Point localization data

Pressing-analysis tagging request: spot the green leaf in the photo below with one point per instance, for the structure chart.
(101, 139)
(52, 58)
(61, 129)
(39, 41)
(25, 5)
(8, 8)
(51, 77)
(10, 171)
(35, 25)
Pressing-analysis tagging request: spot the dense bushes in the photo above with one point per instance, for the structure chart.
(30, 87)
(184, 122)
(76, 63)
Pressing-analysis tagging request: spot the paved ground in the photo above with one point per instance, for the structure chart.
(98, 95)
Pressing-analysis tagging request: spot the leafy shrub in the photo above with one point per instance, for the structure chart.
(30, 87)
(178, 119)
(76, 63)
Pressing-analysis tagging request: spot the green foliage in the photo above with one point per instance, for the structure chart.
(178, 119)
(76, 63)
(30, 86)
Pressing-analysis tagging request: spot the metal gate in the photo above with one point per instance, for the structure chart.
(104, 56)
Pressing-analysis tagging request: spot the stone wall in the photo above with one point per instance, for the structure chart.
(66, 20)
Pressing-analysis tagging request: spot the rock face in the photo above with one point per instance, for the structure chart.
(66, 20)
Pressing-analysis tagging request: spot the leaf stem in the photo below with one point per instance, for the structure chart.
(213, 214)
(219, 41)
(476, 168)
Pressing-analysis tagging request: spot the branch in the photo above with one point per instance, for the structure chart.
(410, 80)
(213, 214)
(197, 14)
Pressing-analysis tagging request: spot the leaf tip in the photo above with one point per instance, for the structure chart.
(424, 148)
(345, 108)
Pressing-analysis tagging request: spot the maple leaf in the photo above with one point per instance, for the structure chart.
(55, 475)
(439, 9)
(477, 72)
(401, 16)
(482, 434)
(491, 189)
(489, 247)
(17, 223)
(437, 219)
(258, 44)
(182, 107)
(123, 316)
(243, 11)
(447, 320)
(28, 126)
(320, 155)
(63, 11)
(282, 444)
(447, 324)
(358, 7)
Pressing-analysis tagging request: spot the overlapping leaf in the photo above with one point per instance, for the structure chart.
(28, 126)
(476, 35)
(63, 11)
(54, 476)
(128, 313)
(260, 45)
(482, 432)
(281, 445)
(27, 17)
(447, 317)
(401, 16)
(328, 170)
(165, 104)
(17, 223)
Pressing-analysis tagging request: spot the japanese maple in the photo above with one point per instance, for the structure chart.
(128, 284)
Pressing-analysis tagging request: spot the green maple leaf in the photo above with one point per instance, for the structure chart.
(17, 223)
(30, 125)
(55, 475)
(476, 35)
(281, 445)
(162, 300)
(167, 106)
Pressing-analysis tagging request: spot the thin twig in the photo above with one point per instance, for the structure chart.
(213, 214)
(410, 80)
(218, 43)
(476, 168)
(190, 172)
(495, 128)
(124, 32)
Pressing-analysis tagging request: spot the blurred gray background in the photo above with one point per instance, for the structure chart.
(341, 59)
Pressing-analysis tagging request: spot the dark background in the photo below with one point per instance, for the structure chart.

▸ **Work task**: Transcribe the data in full, keeping every character.

▸ **Result for this task**:
Pressing-analysis tagging request: spot the green leaf in the photo below with one point per instance, for the structure chart.
(101, 139)
(52, 58)
(61, 129)
(39, 41)
(25, 5)
(8, 8)
(51, 77)
(10, 171)
(35, 25)
Pressing-analysis tagging request: spot the dense bushes in the photo above with one point per instance, for the structure chart.
(30, 87)
(184, 122)
(76, 63)
Pressing-analysis tagging request: spot the paved ground in the photo above with one point per instance, for the structure chart.
(98, 95)
Pressing-analysis tagging request: spot the leafy shrub in the photo above with one point per instance, for the structure chart.
(30, 87)
(178, 119)
(76, 63)
Pressing-analysis tagging request: spot the green foliage in the photo above with one point per instance, for the structure chart.
(178, 119)
(76, 63)
(30, 86)
Pressing-analysis tagging request: spot the metal gate in the photo above with one point per instance, for the structure chart.
(104, 56)
Pressing-analysis tagging request: spot the stone wall in the photo above with one point per instance, for the structure chart.
(66, 20)
Pressing-analysis tagging request: spot the rock face in the photo above with one point per instance, for the structure chart.
(66, 20)
Pressing-analysis tagging request: spot the leaf stem in the photo below with one point per instance, for the structure chart.
(213, 214)
(219, 41)
(476, 168)
Pressing-analysis tagging request: spot the branch in the photo above with one point per instance, for the structure chart.
(410, 80)
(213, 214)
(197, 14)
Pressing-analysis tagging request: spot the leaf tip in the photo above with one point per instance, for the structure chart.
(424, 148)
(345, 108)
Pressing-analysis tagging request: spot the maple leaf in the photo above with one point per instance, for the structure chart.
(55, 475)
(439, 9)
(477, 72)
(401, 16)
(482, 434)
(491, 189)
(489, 247)
(17, 223)
(437, 219)
(258, 44)
(182, 107)
(123, 316)
(243, 11)
(447, 320)
(28, 126)
(320, 155)
(63, 11)
(282, 444)
(447, 324)
(358, 7)
Pressing-analysis tagging request: spot the overlapping leaf in the photo above with one point per instance, for the structure chart.
(28, 126)
(476, 35)
(63, 11)
(54, 476)
(128, 313)
(260, 45)
(482, 432)
(281, 445)
(27, 17)
(447, 317)
(401, 16)
(328, 170)
(165, 104)
(17, 223)
Pressing-analysis tagging request: spot the japanese maple in the photo above with one point per instance, for the structure chart.
(128, 284)
Pressing-analysis tagging request: spot the green maple leaf in the photo above with one point per instance, for the structure chart.
(17, 223)
(30, 125)
(55, 475)
(476, 35)
(281, 445)
(162, 300)
(167, 106)
Pressing-analysis tagging request: spot the thin twig in the photo above with one point per instance, for the structure chart.
(213, 214)
(410, 80)
(218, 43)
(476, 168)
(190, 172)
(495, 128)
(124, 32)
Pressing-analysis tagging request: spot the blurred gray background in the photo above with one point per instance, for the structure chart.
(341, 59)
Pressing-analysis tagging request: spot the dark background in the photo below with one point per instance, for the structure chart.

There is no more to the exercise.